╭─ SUPPLIED MATERIAL

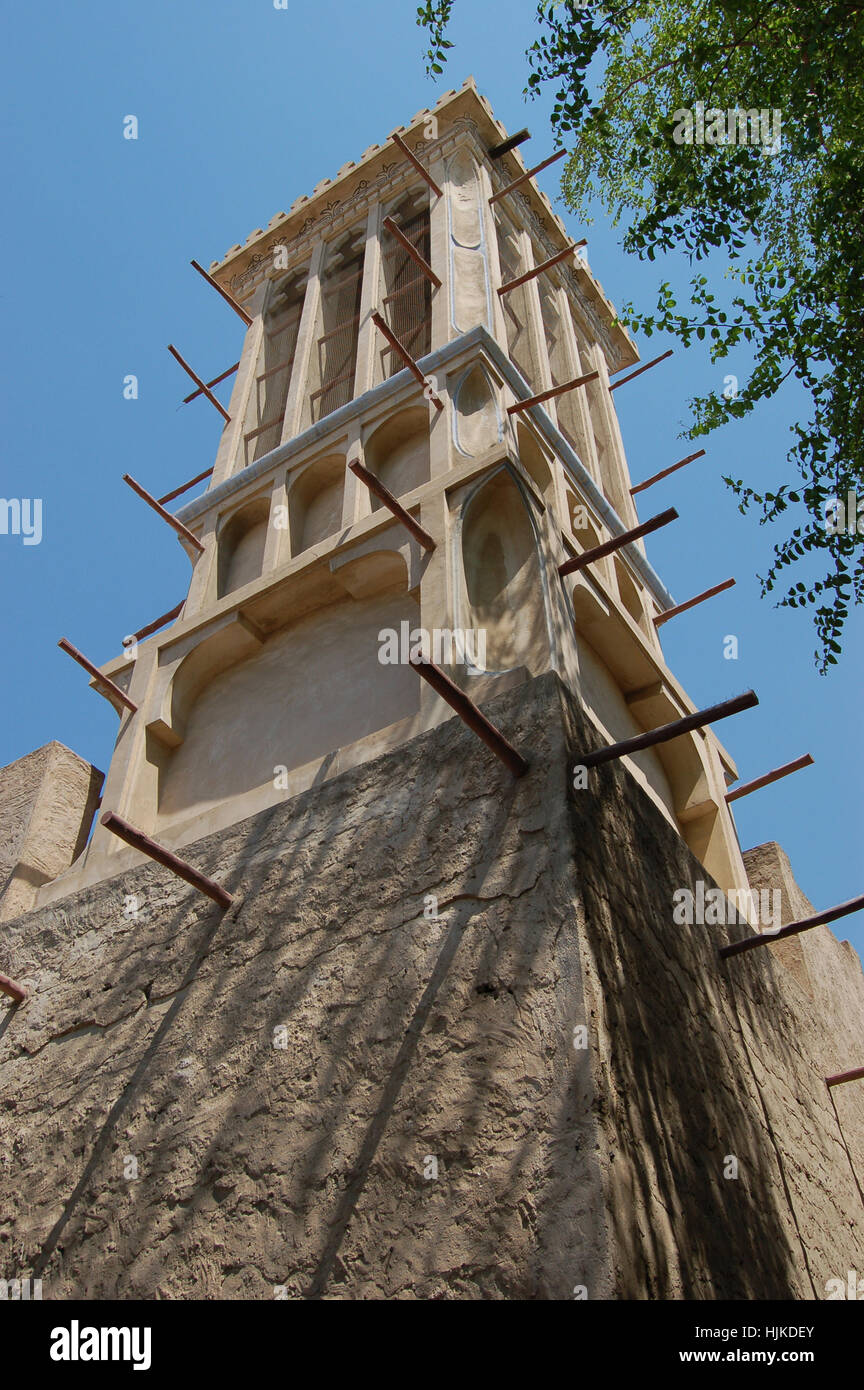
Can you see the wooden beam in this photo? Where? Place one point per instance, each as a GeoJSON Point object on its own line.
{"type": "Point", "coordinates": [138, 840]}
{"type": "Point", "coordinates": [639, 370]}
{"type": "Point", "coordinates": [666, 731]}
{"type": "Point", "coordinates": [200, 384]}
{"type": "Point", "coordinates": [413, 160]}
{"type": "Point", "coordinates": [768, 777]}
{"type": "Point", "coordinates": [689, 603]}
{"type": "Point", "coordinates": [93, 670]}
{"type": "Point", "coordinates": [15, 991]}
{"type": "Point", "coordinates": [597, 552]}
{"type": "Point", "coordinates": [496, 152]}
{"type": "Point", "coordinates": [524, 178]}
{"type": "Point", "coordinates": [177, 492]}
{"type": "Point", "coordinates": [793, 929]}
{"type": "Point", "coordinates": [214, 382]}
{"type": "Point", "coordinates": [556, 391]}
{"type": "Point", "coordinates": [178, 526]}
{"type": "Point", "coordinates": [224, 293]}
{"type": "Point", "coordinates": [845, 1076]}
{"type": "Point", "coordinates": [396, 508]}
{"type": "Point", "coordinates": [538, 270]}
{"type": "Point", "coordinates": [664, 473]}
{"type": "Point", "coordinates": [411, 249]}
{"type": "Point", "coordinates": [159, 622]}
{"type": "Point", "coordinates": [470, 715]}
{"type": "Point", "coordinates": [406, 356]}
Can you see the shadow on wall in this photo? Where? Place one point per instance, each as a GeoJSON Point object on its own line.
{"type": "Point", "coordinates": [502, 571]}
{"type": "Point", "coordinates": [677, 1090]}
{"type": "Point", "coordinates": [311, 690]}
{"type": "Point", "coordinates": [302, 1164]}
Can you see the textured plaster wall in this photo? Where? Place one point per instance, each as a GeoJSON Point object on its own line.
{"type": "Point", "coordinates": [46, 805]}
{"type": "Point", "coordinates": [402, 1039]}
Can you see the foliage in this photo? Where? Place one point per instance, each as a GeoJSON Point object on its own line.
{"type": "Point", "coordinates": [788, 218]}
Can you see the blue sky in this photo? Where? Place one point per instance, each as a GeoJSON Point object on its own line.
{"type": "Point", "coordinates": [241, 109]}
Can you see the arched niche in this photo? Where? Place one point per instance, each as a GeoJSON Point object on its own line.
{"type": "Point", "coordinates": [241, 546]}
{"type": "Point", "coordinates": [404, 291]}
{"type": "Point", "coordinates": [397, 452]}
{"type": "Point", "coordinates": [478, 424]}
{"type": "Point", "coordinates": [314, 502]}
{"type": "Point", "coordinates": [503, 576]}
{"type": "Point", "coordinates": [242, 710]}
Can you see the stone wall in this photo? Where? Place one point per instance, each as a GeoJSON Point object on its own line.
{"type": "Point", "coordinates": [289, 1075]}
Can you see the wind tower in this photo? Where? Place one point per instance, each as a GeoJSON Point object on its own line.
{"type": "Point", "coordinates": [422, 314]}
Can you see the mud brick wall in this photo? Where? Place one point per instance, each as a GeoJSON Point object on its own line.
{"type": "Point", "coordinates": [698, 1059]}
{"type": "Point", "coordinates": [285, 1073]}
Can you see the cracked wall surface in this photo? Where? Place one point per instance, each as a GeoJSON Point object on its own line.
{"type": "Point", "coordinates": [284, 1073]}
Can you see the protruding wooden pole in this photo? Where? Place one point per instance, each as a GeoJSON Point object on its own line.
{"type": "Point", "coordinates": [664, 473]}
{"type": "Point", "coordinates": [413, 160]}
{"type": "Point", "coordinates": [406, 356]}
{"type": "Point", "coordinates": [138, 840]}
{"type": "Point", "coordinates": [470, 715]}
{"type": "Point", "coordinates": [496, 152]}
{"type": "Point", "coordinates": [389, 501]}
{"type": "Point", "coordinates": [689, 603]}
{"type": "Point", "coordinates": [524, 178]}
{"type": "Point", "coordinates": [609, 546]}
{"type": "Point", "coordinates": [224, 293]}
{"type": "Point", "coordinates": [667, 731]}
{"type": "Point", "coordinates": [793, 929]}
{"type": "Point", "coordinates": [15, 991]}
{"type": "Point", "coordinates": [538, 270]}
{"type": "Point", "coordinates": [554, 391]}
{"type": "Point", "coordinates": [411, 249]}
{"type": "Point", "coordinates": [177, 492]}
{"type": "Point", "coordinates": [639, 370]}
{"type": "Point", "coordinates": [200, 384]}
{"type": "Point", "coordinates": [214, 382]}
{"type": "Point", "coordinates": [845, 1076]}
{"type": "Point", "coordinates": [768, 777]}
{"type": "Point", "coordinates": [159, 622]}
{"type": "Point", "coordinates": [93, 670]}
{"type": "Point", "coordinates": [165, 516]}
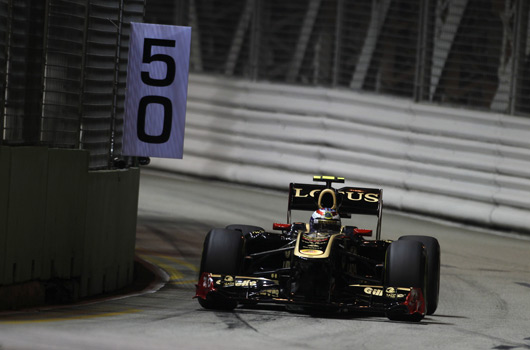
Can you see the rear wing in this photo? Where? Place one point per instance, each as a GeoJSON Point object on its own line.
{"type": "Point", "coordinates": [347, 200]}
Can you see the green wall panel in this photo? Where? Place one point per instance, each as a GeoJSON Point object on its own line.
{"type": "Point", "coordinates": [5, 169]}
{"type": "Point", "coordinates": [26, 214]}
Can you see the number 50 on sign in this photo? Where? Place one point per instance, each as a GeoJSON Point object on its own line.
{"type": "Point", "coordinates": [157, 87]}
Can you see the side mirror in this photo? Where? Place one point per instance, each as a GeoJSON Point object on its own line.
{"type": "Point", "coordinates": [144, 160]}
{"type": "Point", "coordinates": [282, 227]}
{"type": "Point", "coordinates": [362, 232]}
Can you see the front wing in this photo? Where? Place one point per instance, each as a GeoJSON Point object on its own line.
{"type": "Point", "coordinates": [356, 297]}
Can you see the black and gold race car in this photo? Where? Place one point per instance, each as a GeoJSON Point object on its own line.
{"type": "Point", "coordinates": [322, 266]}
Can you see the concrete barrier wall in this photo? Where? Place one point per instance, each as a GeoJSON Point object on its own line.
{"type": "Point", "coordinates": [63, 225]}
{"type": "Point", "coordinates": [452, 163]}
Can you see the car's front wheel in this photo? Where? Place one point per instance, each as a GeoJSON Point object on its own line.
{"type": "Point", "coordinates": [222, 254]}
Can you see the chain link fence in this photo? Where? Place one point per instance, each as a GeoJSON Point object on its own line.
{"type": "Point", "coordinates": [465, 53]}
{"type": "Point", "coordinates": [63, 62]}
{"type": "Point", "coordinates": [63, 67]}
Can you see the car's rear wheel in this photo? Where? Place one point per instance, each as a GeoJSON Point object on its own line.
{"type": "Point", "coordinates": [405, 267]}
{"type": "Point", "coordinates": [222, 254]}
{"type": "Point", "coordinates": [432, 247]}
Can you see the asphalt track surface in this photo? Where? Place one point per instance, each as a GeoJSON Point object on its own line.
{"type": "Point", "coordinates": [484, 297]}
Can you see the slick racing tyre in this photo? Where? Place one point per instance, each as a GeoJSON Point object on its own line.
{"type": "Point", "coordinates": [405, 267]}
{"type": "Point", "coordinates": [432, 247]}
{"type": "Point", "coordinates": [222, 254]}
{"type": "Point", "coordinates": [245, 229]}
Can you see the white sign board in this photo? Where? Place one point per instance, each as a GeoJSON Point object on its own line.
{"type": "Point", "coordinates": [157, 89]}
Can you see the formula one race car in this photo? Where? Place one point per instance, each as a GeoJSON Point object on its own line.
{"type": "Point", "coordinates": [322, 266]}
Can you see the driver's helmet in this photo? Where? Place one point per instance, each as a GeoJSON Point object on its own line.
{"type": "Point", "coordinates": [325, 220]}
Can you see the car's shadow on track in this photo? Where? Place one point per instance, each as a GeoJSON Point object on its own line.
{"type": "Point", "coordinates": [280, 311]}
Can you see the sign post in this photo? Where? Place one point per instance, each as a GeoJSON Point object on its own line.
{"type": "Point", "coordinates": [157, 88]}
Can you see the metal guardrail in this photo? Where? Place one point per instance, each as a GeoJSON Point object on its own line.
{"type": "Point", "coordinates": [465, 166]}
{"type": "Point", "coordinates": [466, 53]}
{"type": "Point", "coordinates": [62, 62]}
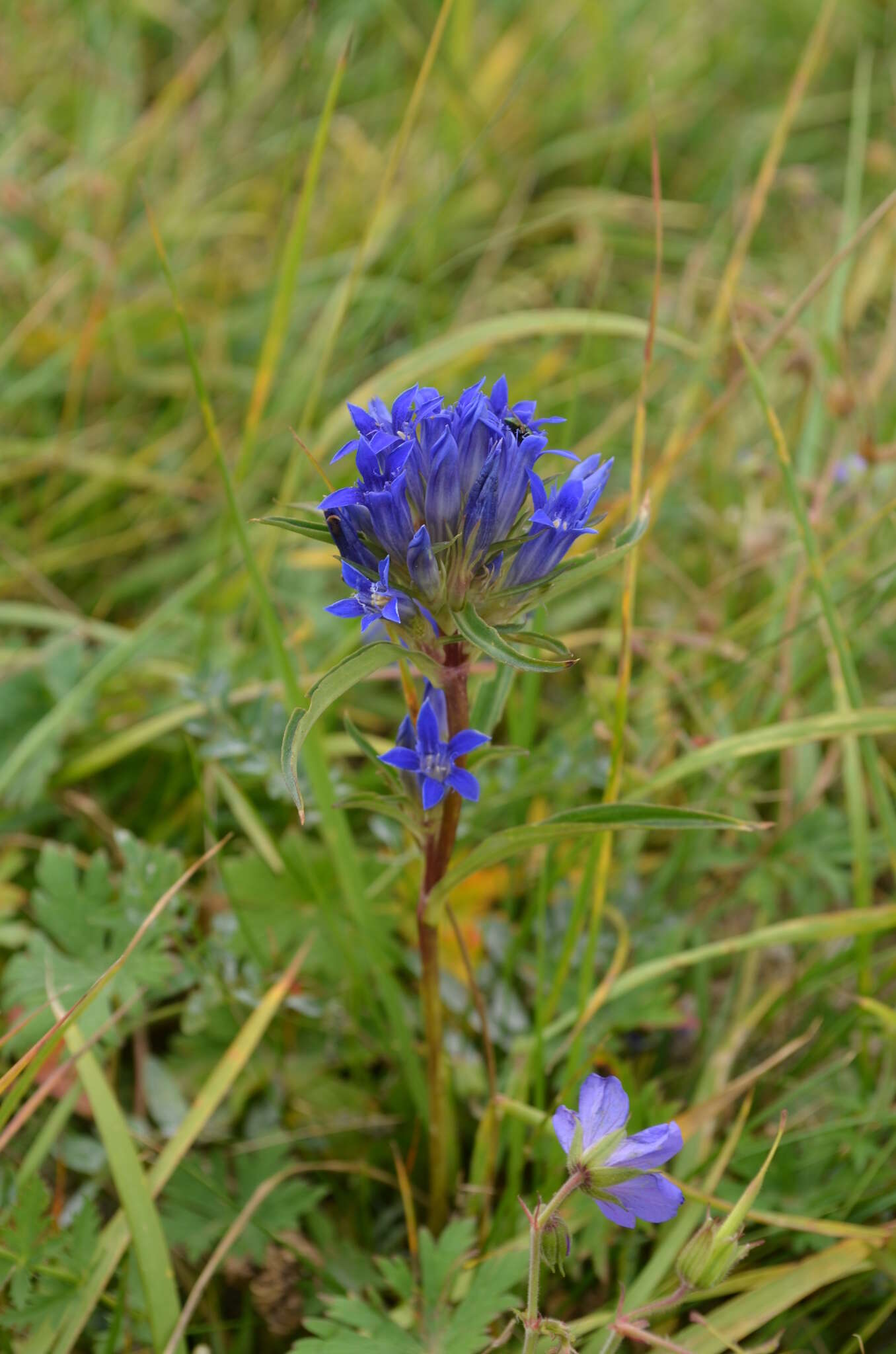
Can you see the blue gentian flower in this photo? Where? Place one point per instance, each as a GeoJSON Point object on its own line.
{"type": "Point", "coordinates": [433, 758]}
{"type": "Point", "coordinates": [559, 518]}
{"type": "Point", "coordinates": [450, 495]}
{"type": "Point", "coordinates": [620, 1172]}
{"type": "Point", "coordinates": [373, 600]}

╰─

GIVEN EXERCISE:
Please retype, exactly and with the pictures left out, the lines from the line containing "Can you see the metal" through the last line of the records above.

ANSWER BELOW:
Can you see the metal guardrail in this photo? Where? Place one point per instance, each as a GeoJSON Point object on its own line.
{"type": "Point", "coordinates": [465, 166]}
{"type": "Point", "coordinates": [466, 53]}
{"type": "Point", "coordinates": [62, 62]}
Can you see the blue gentian flower in this photo? Where? Place one point per instance, each as a GeoJSON Point object on its own line.
{"type": "Point", "coordinates": [433, 758]}
{"type": "Point", "coordinates": [559, 518]}
{"type": "Point", "coordinates": [450, 495]}
{"type": "Point", "coordinates": [620, 1172]}
{"type": "Point", "coordinates": [373, 600]}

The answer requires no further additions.